◆ **EXTRACT TO READ**:
<<<<
NLP Engineer

Alexandria Technology
 New York, NY

Company Description



Alexandria Technology uses machine learning technology to analyse and classify valuable information in unstructured textual data. Our technology was first developed to decode DNA, and now extracts information from financial news for investment professionals.

Alexandria was recently named one of the top 40 big data companies to work for by JP Morgan.

Job Description

The Natural Language Processing (NLP) Programmer will work directly with the Chief Scientist of Alexandria Technology to develop proprietary text classification software that uses machine learning technology to extract, analyze, and classify information from unstructured textual data for the financial services industry. Specifically, the NLP Programmer will:

1. Design, develop, and implement machine learning software to analyze large amounts of unstructured textual data;

2. Use programming languages such as Java or Python to analyze large textual datasets (gigabytes to terrabytes);

3. Use mathematics, statistics, and machine learning techniques to develop algorithms to extract information from textual data;

4. Test and enhance algorithms to measure the accuracy of classification software;

5. Remain up to date on industry research and new techniques in natural language processing (NLP) and conduct research to determine if new techniques improve Alexandria's NLP software;

6. Prototype new algorithms and conduct experiments to test the validity and effectiveness of the methodologies used;

7. Implement algorithms and modules into the production system (Our production systems are in the cloud server and use Linux operating systems).
>>>>
◆ **WORK INSTRUCTION**:
Pick up the NLP engineer job posting after its last line and continue it.

◆ **SUPPLIED RECORDS**:
<<<<
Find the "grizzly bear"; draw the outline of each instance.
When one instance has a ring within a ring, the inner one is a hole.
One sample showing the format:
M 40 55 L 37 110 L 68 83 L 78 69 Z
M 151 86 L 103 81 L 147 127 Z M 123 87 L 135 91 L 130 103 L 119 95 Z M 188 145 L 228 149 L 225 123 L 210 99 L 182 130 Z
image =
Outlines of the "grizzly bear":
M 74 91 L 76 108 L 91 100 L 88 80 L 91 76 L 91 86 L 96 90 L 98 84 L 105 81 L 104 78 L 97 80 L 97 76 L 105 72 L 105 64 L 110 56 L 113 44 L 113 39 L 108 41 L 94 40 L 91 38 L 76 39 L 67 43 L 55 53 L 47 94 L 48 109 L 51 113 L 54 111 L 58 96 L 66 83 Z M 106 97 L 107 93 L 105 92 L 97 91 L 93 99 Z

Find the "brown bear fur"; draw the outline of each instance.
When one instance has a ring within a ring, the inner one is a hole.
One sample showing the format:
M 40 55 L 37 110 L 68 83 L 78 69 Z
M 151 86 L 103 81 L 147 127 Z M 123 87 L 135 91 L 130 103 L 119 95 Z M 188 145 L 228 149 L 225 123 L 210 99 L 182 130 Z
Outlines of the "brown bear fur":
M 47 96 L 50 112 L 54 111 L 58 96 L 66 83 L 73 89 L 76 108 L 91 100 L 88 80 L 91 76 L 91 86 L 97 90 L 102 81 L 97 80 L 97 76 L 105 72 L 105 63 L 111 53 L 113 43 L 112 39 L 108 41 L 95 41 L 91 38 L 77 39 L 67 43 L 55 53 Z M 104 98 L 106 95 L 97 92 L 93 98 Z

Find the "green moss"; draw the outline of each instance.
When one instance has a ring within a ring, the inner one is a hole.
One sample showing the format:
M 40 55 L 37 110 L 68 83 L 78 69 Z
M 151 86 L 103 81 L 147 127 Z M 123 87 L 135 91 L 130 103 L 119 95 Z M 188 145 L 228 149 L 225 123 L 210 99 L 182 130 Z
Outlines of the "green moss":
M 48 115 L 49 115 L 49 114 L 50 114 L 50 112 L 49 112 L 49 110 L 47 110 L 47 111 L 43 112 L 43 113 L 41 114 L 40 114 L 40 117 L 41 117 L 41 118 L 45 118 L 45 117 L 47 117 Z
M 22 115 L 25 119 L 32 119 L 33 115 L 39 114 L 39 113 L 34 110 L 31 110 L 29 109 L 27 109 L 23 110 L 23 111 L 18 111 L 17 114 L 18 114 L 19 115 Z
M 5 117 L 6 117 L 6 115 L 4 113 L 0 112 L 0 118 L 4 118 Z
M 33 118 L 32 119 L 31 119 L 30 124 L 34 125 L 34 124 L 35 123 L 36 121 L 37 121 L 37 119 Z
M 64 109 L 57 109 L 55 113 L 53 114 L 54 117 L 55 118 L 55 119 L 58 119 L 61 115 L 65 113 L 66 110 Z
>>>>
◆ **EXERCISE ANSWER**:
8. Design highly available, fault-tolerant and streaming systems to handle real-time, voluminous text feeds (Low latency is required for these systems);

9. Review existing programming code to identify bugs/problematic code and fix them as required;

10. Use Python to create signals from information extracted from Alexandria software and run statistical regressions to evaluate and forecast signals' impact on stock market performance taking into account complex and non-linear cause-effect relationships;

11. Complete data analysis on Alexandria extracted information to share with clients and financial service companies.



1. Master's Degree or PHD in Computer Science, Data Science/Engineering, or related field of study is required

2. Minimum of 2 years work experience in:

- Prior experience in a data driven quantitative research environment,

- Solid background in algorithm, data structure, Natural Language Processing (NLP), Machine Learning (ML),

- Strong experience in programming languages such as C++, Java, Python or Matlab

- Experience must also include text analytics such as Named Entity Recognition (NER), Topic Modelling, Sentiment Classification and

- Experience in big data analysis tools – MapReduce, PySpark etc

- Working knowledge of Linux, MySQL

Additional Information


- Experience with common open-source libraries such as OpenNLP, Mallet, Weka, Gate, deep learning toolkits.

- Experience with scalable streaming and/or batch processing with big data frameworks.